---- Extracto original
19 marzo 2012

Los idus de marzo y la política

El otro día fui al cine. Como ya he contado varias veces en este blog, no es algo que haga con frecuencia en los últimos años. Prefiero ver cine en casa. Pero aprovechando el fin de semana largo quise ver una película que, por lo que había leído, no podía esperar un tiempo a ver en DVD (ahora no me bajo nada en el ordenador, así que veo los estrenos con meses de retraso). Antes de que empezara, tuvimos que aguantar tres trailers de películas trepidantes, rugientes, frenéticas, repletas de violencia, destrucción y efectos especiales en dolby estereo. Cine de palomitas y multisalas de centro comercial.

Yo iba a ver Los idus de marzo, de George Clooney. Para empezar, un ritmo y un estilo opuestos a los de las películas anunciadas justo antes. Serenidad, clasicismo. Me interesó mucho la historia y me gustó la forma en que la conduce el cada día mejor actor y director americano. Un guión medido, teatral en el mejor sentido, un juego de planos, luces y sombras que centran la historia en las miradas, en el contacto físico muy cercano entre los personajes. Y todo con la contención y sentido de la elipsis que evita que nos distraigamos. Hay que atender a lo que importa.

¿Y qué importa? Pues los entresijos de la política realmente existente. Las mentiras, las jugadas tramposas, las ambiciones siempre como la otra cara de las ilusiones. ¿Política? Imagen, engaño, seducción, promesas como mercancías, sondeos y más sondeos, tipos con un fuerte sentido de la realidad y por tanto de la trapacería. ¿Ideas, convicciones, teorías? Na, eso hay que saber administrarlo al servicio de intereses superiores.
--------
### Ejercicios:
a – Enumera los adjetivos que la reseña de Los idus de marzo aplica a las películas de los trailers justo antes de «repletas de violencia».
b – Según la reseña de Los idus de marzo, ¿quién dirige la película?
c – Prosigue la reseña de Los idus de marzo a partir de su último párrafo.
Las líneas que aparecen a continuación son un material independiente de la reseña.
---- Líneas recogidas
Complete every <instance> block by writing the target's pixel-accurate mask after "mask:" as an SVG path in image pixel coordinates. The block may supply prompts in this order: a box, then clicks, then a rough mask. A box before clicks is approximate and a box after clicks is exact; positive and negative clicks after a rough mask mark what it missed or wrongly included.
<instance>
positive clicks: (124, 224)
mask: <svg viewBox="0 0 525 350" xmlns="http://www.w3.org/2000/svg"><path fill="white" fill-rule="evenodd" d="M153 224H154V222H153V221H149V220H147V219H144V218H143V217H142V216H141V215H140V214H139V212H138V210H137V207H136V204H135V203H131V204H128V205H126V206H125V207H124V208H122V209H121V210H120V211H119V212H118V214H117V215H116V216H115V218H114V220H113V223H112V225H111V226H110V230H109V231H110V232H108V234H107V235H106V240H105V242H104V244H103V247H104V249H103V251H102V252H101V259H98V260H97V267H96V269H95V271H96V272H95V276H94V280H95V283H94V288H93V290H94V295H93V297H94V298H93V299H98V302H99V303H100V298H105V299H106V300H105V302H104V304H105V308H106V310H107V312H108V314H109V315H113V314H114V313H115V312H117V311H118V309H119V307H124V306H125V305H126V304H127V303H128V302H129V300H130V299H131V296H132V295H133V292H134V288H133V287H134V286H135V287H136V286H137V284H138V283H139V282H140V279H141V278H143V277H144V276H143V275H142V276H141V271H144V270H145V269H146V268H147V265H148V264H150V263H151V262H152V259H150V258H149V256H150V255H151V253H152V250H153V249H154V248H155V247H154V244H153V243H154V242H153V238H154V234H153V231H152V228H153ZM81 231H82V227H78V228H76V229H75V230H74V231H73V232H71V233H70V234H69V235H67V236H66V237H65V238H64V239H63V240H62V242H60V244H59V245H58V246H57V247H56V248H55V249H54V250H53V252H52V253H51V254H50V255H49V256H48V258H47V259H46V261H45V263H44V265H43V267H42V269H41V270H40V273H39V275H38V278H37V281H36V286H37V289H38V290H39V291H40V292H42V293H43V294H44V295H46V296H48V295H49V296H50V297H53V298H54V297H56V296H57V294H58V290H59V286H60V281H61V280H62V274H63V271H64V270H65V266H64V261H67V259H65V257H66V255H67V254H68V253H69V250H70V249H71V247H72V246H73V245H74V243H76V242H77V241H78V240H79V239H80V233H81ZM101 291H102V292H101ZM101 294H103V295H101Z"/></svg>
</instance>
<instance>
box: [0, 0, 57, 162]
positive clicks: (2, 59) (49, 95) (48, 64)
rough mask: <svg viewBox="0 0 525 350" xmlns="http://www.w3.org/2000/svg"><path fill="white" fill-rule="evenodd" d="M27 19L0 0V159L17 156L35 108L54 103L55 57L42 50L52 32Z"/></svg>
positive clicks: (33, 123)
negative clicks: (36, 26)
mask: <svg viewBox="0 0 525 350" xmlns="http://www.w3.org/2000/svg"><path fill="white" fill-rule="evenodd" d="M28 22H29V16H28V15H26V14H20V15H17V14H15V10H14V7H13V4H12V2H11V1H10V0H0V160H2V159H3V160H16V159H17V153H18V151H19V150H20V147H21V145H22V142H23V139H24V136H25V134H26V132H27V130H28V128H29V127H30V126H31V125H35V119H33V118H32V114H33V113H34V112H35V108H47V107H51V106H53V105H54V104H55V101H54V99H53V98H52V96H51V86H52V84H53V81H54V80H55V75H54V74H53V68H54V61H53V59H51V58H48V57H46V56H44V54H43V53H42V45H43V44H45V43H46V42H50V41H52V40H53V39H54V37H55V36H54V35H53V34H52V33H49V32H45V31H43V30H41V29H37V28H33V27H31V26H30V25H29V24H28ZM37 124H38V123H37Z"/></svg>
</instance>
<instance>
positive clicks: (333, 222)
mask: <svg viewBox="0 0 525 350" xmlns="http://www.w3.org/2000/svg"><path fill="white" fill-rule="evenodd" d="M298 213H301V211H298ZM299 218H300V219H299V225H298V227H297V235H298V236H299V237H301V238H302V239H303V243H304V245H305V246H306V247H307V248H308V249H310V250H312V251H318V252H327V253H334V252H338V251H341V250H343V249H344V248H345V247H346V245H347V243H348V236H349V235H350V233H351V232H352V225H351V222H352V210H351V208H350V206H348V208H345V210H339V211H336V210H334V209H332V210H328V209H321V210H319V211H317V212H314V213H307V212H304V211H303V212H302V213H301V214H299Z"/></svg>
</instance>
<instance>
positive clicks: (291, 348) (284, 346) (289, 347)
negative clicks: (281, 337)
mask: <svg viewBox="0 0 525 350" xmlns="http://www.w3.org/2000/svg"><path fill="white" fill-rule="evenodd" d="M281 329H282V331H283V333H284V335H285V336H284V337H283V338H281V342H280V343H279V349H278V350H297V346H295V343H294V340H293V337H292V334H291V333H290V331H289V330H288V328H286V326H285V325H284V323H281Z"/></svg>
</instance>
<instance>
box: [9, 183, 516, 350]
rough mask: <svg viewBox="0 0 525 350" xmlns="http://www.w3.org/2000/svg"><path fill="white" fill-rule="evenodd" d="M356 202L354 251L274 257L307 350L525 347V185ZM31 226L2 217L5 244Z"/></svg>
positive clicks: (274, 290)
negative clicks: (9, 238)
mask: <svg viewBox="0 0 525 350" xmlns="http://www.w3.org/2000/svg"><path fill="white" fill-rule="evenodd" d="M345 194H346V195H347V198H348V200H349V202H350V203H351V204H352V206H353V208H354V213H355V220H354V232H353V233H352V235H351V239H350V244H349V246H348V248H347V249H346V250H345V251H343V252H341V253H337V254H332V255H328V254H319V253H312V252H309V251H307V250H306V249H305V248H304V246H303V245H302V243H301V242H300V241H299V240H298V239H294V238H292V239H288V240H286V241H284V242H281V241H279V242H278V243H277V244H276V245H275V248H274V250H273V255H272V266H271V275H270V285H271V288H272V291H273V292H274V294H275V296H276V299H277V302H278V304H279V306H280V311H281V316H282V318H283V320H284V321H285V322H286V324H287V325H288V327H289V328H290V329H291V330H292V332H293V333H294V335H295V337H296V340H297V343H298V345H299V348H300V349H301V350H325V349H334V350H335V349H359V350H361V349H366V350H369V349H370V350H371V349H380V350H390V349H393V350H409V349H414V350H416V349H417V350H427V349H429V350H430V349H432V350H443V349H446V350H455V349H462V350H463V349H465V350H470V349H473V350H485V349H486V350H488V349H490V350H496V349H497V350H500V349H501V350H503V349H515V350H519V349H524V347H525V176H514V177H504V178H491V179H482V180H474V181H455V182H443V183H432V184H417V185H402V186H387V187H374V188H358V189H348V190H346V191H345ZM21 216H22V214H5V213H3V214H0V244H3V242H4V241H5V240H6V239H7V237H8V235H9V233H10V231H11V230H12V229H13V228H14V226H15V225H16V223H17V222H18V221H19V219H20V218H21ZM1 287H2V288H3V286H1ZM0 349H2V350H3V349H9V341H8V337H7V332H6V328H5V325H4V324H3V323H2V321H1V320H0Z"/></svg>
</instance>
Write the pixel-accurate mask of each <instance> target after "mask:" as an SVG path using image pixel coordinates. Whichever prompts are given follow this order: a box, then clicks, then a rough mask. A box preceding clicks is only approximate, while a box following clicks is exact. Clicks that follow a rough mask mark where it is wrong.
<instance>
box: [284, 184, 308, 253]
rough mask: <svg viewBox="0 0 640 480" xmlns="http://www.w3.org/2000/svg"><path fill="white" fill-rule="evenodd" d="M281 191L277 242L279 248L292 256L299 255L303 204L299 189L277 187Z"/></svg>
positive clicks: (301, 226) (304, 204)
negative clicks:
--------
### Respuestas:
a – Trepidantes, rugientes, frenéticas.

b – George Clooney.

c –
El protagonista, ese asesor presidencial joven, idealista pero deseoso de medrar, aprende de golpe qué hay en la trastienda, qué flaquezas y deseos es preciso tapar. Y decide, en cuestión de horas, que sí, que quiere meter las manos en la porquería y manchárselas lo que haga falta. Porque lo que más le gusta es el poder, la influencia, manejar los hilos. Bienvenido al club, acaban reconociendo con forzada deportividad los perdedores de la batalla.

Esa pasión es superior a la del dinero. Hay, claro está, mucha gente en política porque es su manera de ganarse la vida, porque fuera de la política no disponen de una salida laboral ni remotamente tan apetecible como la que proporcionan los partidos y los cargos institucionales. Pero hay personas que aman sobre todo estar, mandar, influir, pertenecer a la pomada, participar en ese juego que vienen a simbolizar muy bien los rituales que pautan la vida de los políticos: el minué de saludos y abrazos, reconocimientos, palmadas y besos, conversaciones triviales o directamente estúpidas que componen la urdimbre de tantos actos, inauguraciones, homenajes, celebraciones y reuniones en las que los políticos se reconocen y miden entre sí, se celebran a sí mismos, chismorrean, se ríen con falsa jovialidad mientras aguantan la copa, comen algo o escuchan discursos estupefacientes.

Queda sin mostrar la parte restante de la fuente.